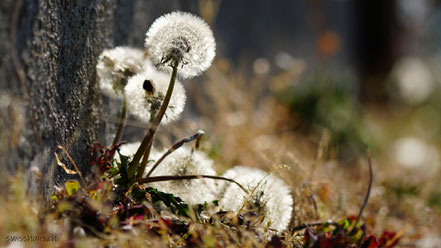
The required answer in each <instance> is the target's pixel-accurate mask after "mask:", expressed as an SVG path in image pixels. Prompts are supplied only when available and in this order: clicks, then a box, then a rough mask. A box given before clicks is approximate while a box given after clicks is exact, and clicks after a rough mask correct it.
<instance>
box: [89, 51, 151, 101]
mask: <svg viewBox="0 0 441 248" xmlns="http://www.w3.org/2000/svg"><path fill="white" fill-rule="evenodd" d="M145 61H146V57H145V53H144V51H143V50H141V49H135V48H130V47H116V48H113V49H106V50H104V51H103V52H102V53H101V55H100V56H99V58H98V64H97V66H96V70H97V75H98V80H99V86H100V88H101V90H102V92H103V93H104V94H106V95H107V96H109V97H112V98H122V97H123V94H124V87H125V86H126V84H127V80H128V79H129V78H130V77H132V76H134V75H135V74H138V73H140V72H142V71H143V70H144V69H143V68H144V65H145Z"/></svg>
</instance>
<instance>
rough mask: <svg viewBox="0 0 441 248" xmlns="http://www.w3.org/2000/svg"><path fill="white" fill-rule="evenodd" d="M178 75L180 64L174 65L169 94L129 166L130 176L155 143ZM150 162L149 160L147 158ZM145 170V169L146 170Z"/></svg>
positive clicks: (161, 106)
mask: <svg viewBox="0 0 441 248" xmlns="http://www.w3.org/2000/svg"><path fill="white" fill-rule="evenodd" d="M177 73H178V63H176V64H175V65H173V72H172V76H171V78H170V84H169V85H168V89H167V93H166V94H165V98H164V102H162V105H161V109H160V110H159V113H158V114H157V115H156V117H155V119H154V120H153V122H152V124H151V125H150V129H149V131H148V132H147V134H146V135H145V137H144V139H143V140H142V142H141V145H140V146H139V148H138V151H136V153H135V156H134V157H133V160H132V162H130V165H129V175H133V173H134V172H135V170H136V167H137V165H138V163H139V160H141V157H142V156H143V155H144V156H145V154H144V153H145V151H146V149H147V147H148V146H149V145H150V143H152V142H153V137H154V135H155V132H156V130H157V129H158V126H159V124H160V123H161V120H162V117H164V114H165V111H166V110H167V107H168V104H169V102H170V99H171V95H172V93H173V88H174V85H175V81H176V76H177ZM146 159H147V160H148V158H146ZM142 169H143V168H142V167H141V168H139V170H138V172H139V171H141V170H142ZM144 169H145V168H144Z"/></svg>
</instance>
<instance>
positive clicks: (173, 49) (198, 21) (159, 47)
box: [145, 12, 216, 78]
mask: <svg viewBox="0 0 441 248" xmlns="http://www.w3.org/2000/svg"><path fill="white" fill-rule="evenodd" d="M145 46H146V48H147V50H148V52H149V54H150V56H151V59H152V61H153V63H154V64H155V65H156V66H157V67H158V68H159V69H160V70H164V71H166V72H168V73H170V72H171V70H172V68H171V66H173V65H174V64H175V63H176V61H178V62H179V65H180V66H179V70H178V74H179V75H180V76H181V77H182V78H192V77H195V76H198V75H200V74H201V73H202V72H203V71H205V70H207V69H208V67H210V65H211V62H212V61H213V58H214V55H215V51H216V43H215V40H214V37H213V32H212V31H211V29H210V27H209V26H208V25H207V23H205V22H204V21H203V20H202V19H201V18H200V17H197V16H195V15H193V14H190V13H185V12H172V13H169V14H165V15H163V16H161V17H159V18H158V19H156V21H155V22H154V23H153V24H152V26H151V27H150V29H149V30H148V31H147V34H146V39H145Z"/></svg>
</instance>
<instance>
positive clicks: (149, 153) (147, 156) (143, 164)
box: [137, 138, 153, 178]
mask: <svg viewBox="0 0 441 248" xmlns="http://www.w3.org/2000/svg"><path fill="white" fill-rule="evenodd" d="M152 139H153V138H152ZM152 145H153V142H150V144H149V146H147V149H146V150H145V152H144V156H143V157H142V160H141V166H140V167H139V169H138V174H137V178H141V177H142V176H143V175H144V171H145V167H147V163H148V161H149V156H150V151H151V150H152Z"/></svg>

▬▬▬

### EXERCISE OBJECTIVE
Each record above is to be copied out exactly; its pictures are not.

### TASK RESPONSE
The required answer in each <instance> is the target's pixel-accurate mask after "mask:", expressed as an SVG path in image pixels. Prompts are supplied only when available and in this order: clicks, then a box, then a rough mask. A box given before clicks is approximate while a box given after clicks is exact, and clicks after a rough mask correct it.
<instance>
box: [89, 51, 151, 101]
mask: <svg viewBox="0 0 441 248" xmlns="http://www.w3.org/2000/svg"><path fill="white" fill-rule="evenodd" d="M145 61H146V57H145V53H144V51H143V50H141V49H135V48H130V47H116V48H113V49H106V50H104V51H103V52H102V53H101V55H100V56H99V58H98V64H97V66H96V70H97V75H98V80H99V86H100V88H101V90H102V92H103V93H104V94H106V95H107V96H109V97H112V98H122V97H123V94H124V87H125V86H126V84H127V80H128V79H129V78H130V77H132V76H134V75H135V74H138V73H140V72H142V71H143V70H144V69H143V68H144V65H145Z"/></svg>
</instance>
<instance>
rough mask: <svg viewBox="0 0 441 248" xmlns="http://www.w3.org/2000/svg"><path fill="white" fill-rule="evenodd" d="M178 75L180 64L174 65L169 94L129 166L130 176L155 143ZM150 162L149 160L147 158ZM145 170V169L146 170Z"/></svg>
positive clicks: (161, 106)
mask: <svg viewBox="0 0 441 248" xmlns="http://www.w3.org/2000/svg"><path fill="white" fill-rule="evenodd" d="M177 73H178V63H176V64H175V65H173V72H172V76H171V78H170V84H169V85H168V89H167V93H166V94H165V98H164V102H162V105H161V109H160V110H159V113H158V114H157V115H156V117H155V119H154V120H153V122H152V124H151V125H150V129H149V131H148V132H147V134H146V135H145V137H144V139H143V140H142V142H141V145H140V146H139V148H138V151H136V153H135V156H134V157H133V160H132V162H130V165H129V175H133V173H134V172H135V170H136V167H137V165H138V163H139V160H141V157H142V156H143V155H144V156H145V154H144V153H145V151H146V149H147V147H148V146H149V145H150V143H152V142H153V137H154V135H155V132H156V130H157V129H158V126H159V124H160V123H161V120H162V117H164V114H165V111H166V110H167V107H168V104H169V102H170V99H171V95H172V93H173V88H174V85H175V81H176V76H177ZM146 159H147V160H148V158H146ZM142 169H143V168H142V167H141V168H139V170H138V172H139V171H141V170H142ZM144 169H145V168H144Z"/></svg>
</instance>
<instance>
positive clicks: (173, 49) (198, 21) (159, 47)
box: [145, 12, 216, 78]
mask: <svg viewBox="0 0 441 248" xmlns="http://www.w3.org/2000/svg"><path fill="white" fill-rule="evenodd" d="M145 46H146V48H147V50H148V52H149V54H150V56H151V59H152V61H153V63H154V64H155V65H156V66H157V67H158V68H159V69H160V70H164V71H166V72H168V73H170V72H171V70H172V68H171V66H173V65H174V64H175V63H176V61H178V62H179V65H180V66H179V70H178V74H179V75H180V76H181V77H182V78H192V77H195V76H198V75H200V74H201V73H202V72H203V71H205V70H207V69H208V67H210V65H211V62H212V61H213V58H214V55H215V51H216V43H215V40H214V37H213V32H212V31H211V29H210V27H209V26H208V25H207V23H205V22H204V21H203V20H202V19H201V18H200V17H197V16H195V15H193V14H190V13H185V12H172V13H169V14H165V15H163V16H161V17H159V18H158V19H156V21H155V22H154V23H153V24H152V26H151V27H150V29H149V30H148V31H147V34H146V39H145Z"/></svg>
</instance>
<instance>
positive clicks: (149, 153) (147, 156) (143, 164)
box: [137, 138, 153, 178]
mask: <svg viewBox="0 0 441 248" xmlns="http://www.w3.org/2000/svg"><path fill="white" fill-rule="evenodd" d="M152 139H153V138H152ZM152 145H153V142H150V144H149V146H147V149H146V150H145V152H144V156H143V157H142V160H141V166H140V167H139V169H138V174H137V178H141V177H142V176H143V175H144V171H145V167H147V163H148V161H149V156H150V151H151V150H152Z"/></svg>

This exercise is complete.